PROBLEM DESCRIPTION: Print the listing below line for line without changing a word, leaving out the picture.

Stored records
● ● ● ●
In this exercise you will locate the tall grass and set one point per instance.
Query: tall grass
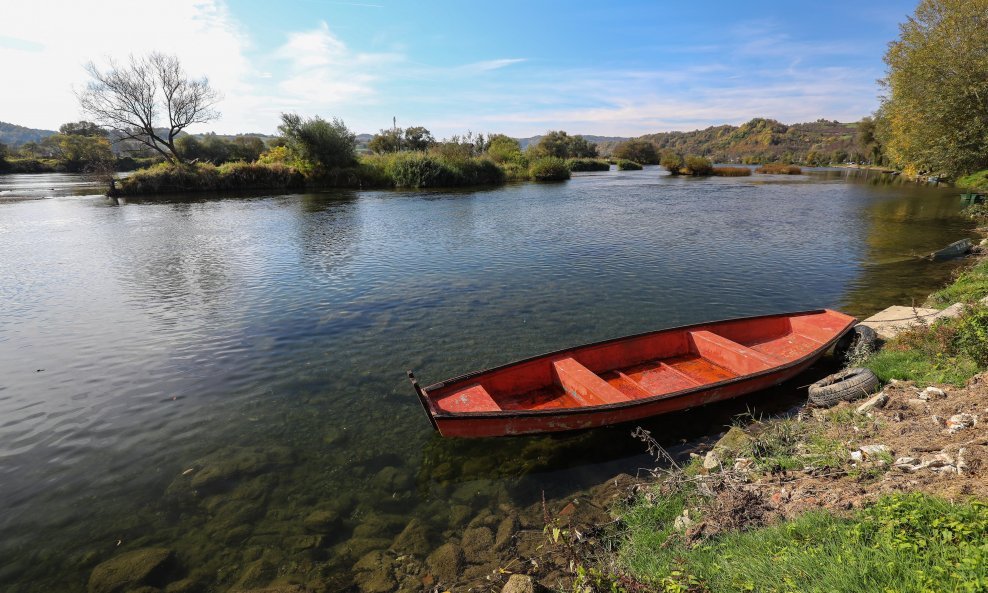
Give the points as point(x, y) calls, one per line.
point(779, 169)
point(549, 169)
point(626, 165)
point(732, 171)
point(907, 542)
point(420, 169)
point(585, 164)
point(168, 178)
● ● ● ●
TASK RESULT:
In this exercise you will locate the tall grass and set one point per instance.
Query: tall grass
Give the points as point(x, y) calls, one per line.
point(779, 169)
point(549, 169)
point(626, 165)
point(732, 171)
point(907, 542)
point(420, 169)
point(585, 164)
point(168, 178)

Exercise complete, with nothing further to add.